◆ TEXTE CITÉ:
*****
Zacharie Vincent naît dans une communauté wendat. À la suite d’épidémies et de conflits avec les Haudenosaunee, les Wendats migrent de la région des Grands Lacs vers la région de Québec durant la deuxième moitié du 17e siècle, et ils y vivent sous la protection des missionnaires. Après s’être déplacés à plusieurs reprises, les Wendats s’installent définitivement à Jeune-Lorette (maintenant Wendake) en 1697 et ils y vivent de la chasse et d’artisanat (voir aussi Hurons-Wendat de Wendake). Zacharie Vincent est le fils du chef Gabriel Vincent et de Marie Otisse (Otis, hôtesse). En 1845, il épouse une veuve haudenosaunee nommée Marie Falardeau. Ils ont quatre enfants : Cyprien, Gabriel, Zacharie et Marie.

Éducation

Il est difficile de déterminer le niveau d’alphabétisme de Zacharie Vincent parce qu’il ne signe aucune de ses œuvres. De plus, l’éducation ne devient obligatoire à Lorette qu’à partir de 1830, alors qu’il est adolescent. Il est l’une des rares personnes au 19e siècle à pouvoir encore parler la langue wendat, et il s’inspire presque certainement des codes, des conventions et des éléments rhétoriques de la culture orale dans ses œuvres. En 1838, le peintre Antoine Plamondon peint un portrait de Zacharie Vincent, qui est alors dans la jeune vingtaine, Le dernier Huron. Ce portrait symbolique exprime de manière détournée la crainte des Canadiens français de subir le même sort que les communautés autochtones, qui sont soumises à de considérables pressions pour s’assimiler à la culture coloniale. L’œuvre véhicule également l’image courante de l’Autochtone à l’époque : un sujet fragilisé par le métissage et l’invasion coloniale, et qui est voué à l’extinction. La même année, l’artiste Henry Daniel Thielcke peint un portrait de groupe, Presentation of a Newly Elected Chief of the Huron Tribe. Sur ce tableau, les chefs de la communauté wendat de Jeune-Lorette portent un uniforme officiel, soit une redingote et un chapeau haut de forme, et ils se tiennent autour de Robert Symes, un soldat qui vient d’être nommé chef huron. Afin d’exprimer son individualité, son caractère distinctif et d’afficher son héritage culturel, Zacharie Vincent porte plutôt une coiffe d’argent ornée de plumes qu’il a lui-même conçu. Ce faisant, il cherche à remplacer l’image stéréotypée des peuples autochtones, soit une image homogène, passive, passéiste et défaitiste de l’Autochtone, par une vision dynamique, positive, optimiste.
*****
◆ LISTE DE DONNÉES:

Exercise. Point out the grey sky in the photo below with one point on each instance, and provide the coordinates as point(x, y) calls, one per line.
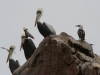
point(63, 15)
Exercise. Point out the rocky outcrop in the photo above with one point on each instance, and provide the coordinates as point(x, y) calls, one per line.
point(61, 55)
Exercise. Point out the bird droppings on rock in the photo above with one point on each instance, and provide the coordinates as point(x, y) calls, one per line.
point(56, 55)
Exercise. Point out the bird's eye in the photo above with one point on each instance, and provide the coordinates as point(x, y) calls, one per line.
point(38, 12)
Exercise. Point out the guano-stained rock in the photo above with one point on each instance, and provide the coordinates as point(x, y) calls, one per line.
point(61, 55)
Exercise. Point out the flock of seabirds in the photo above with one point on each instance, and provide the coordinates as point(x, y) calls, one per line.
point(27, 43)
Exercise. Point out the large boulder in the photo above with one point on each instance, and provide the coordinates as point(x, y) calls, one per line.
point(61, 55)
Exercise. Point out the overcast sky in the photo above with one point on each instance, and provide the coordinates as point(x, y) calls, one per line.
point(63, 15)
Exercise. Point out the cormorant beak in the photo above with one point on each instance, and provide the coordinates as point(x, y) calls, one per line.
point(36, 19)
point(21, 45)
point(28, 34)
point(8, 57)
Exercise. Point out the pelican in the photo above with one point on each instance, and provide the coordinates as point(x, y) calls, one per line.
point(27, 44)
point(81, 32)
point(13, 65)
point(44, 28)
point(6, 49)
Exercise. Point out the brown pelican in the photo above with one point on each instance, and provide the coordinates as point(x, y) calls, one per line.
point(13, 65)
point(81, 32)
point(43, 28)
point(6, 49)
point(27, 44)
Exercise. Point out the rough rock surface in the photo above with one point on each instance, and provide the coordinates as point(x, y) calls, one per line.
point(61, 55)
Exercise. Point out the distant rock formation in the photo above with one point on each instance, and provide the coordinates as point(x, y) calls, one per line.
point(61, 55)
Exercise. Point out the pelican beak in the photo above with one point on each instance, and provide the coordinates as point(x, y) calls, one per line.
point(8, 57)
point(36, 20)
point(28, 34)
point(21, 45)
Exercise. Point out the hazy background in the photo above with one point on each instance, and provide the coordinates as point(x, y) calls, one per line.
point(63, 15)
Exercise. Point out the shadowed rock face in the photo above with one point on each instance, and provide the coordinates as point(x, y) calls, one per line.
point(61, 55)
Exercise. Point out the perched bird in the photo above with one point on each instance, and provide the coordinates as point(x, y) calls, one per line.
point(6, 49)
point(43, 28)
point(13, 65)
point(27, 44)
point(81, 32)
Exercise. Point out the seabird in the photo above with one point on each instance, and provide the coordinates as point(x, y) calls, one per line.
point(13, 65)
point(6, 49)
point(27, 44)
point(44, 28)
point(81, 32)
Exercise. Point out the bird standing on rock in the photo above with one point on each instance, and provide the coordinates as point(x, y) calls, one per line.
*****
◆ EXERCICE 1: Transcrivez sans rien changer le passage du texte sur Zacharie Vincent qui va de « Zacharie Vincent naît » jusqu'à « Zacharie et Marie. ».
◆ EXERCICE 2: Reprenez le texte sur Zacharie Vincent là où il s'arrête et poursuivez-le.

◆ RÉSULTAT 1:
Zacharie Vincent naît dans une communauté wendat. À la suite d’épidémies et de conflits avec les Haudenosaunee, les Wendats migrent de la région des Grands Lacs vers la région de Québec durant la deuxième moitié du 17e siècle, et ils y vivent sous la protection des missionnaires. Après s’être déplacés à plusieurs reprises, les Wendats s’installent définitivement à Jeune-Lorette (maintenant Wendake) en 1697 et ils y vivent de la chasse et d’artisanat (voir aussi Hurons-Wendat de Wendake). Zacharie Vincent est le fils du chef Gabriel Vincent et de Marie Otisse (Otis, hôtesse). En 1845, il épouse une veuve haudenosaunee nommée Marie Falardeau. Ils ont quatre enfants : Cyprien, Gabriel, Zacharie et Marie.

◆ RÉSULTAT 2:
Œuvres

Zacharie Vincent et son fils Cyprien
Le Lac Saint-Charles

Zacharie Vincent aurait suivi des cours et aurait bénéficié de conseils d’artistes renommés de l’époque, comme Antoine Plamondon, Cornelius Krieghoff, Théophile Hamel et Eugène Hamel. On estime que son œuvre, composée d’huiles sur toiles, d’œuvres sur papier et de sculptures sur bois, contient des centaines d’œuvres. L’art de Zacharie Vincent couvre une variété de thèmes et de genres allant des autoportraits et des portraits aux paysages et aux scènes de genre. Au cours des années 1870, il incorpore également des photographies qu’il prend au studio de Louis-Prudent Vallée à Québec. Il utilise ces photos à la fois comme référence visuelle au lieu d’un miroir lorsqu’il crée ses autoportraits, et comme outil promotionnel pour faire connaître ses services de peintre et de guide de chasse. La photographie qui le représente devant son chevalet en train de peindre un autoportrait projette une image active et créative d’une personne autochtone qui représente une rupture définitive avec l’imagerie conventionnelle de l’époque.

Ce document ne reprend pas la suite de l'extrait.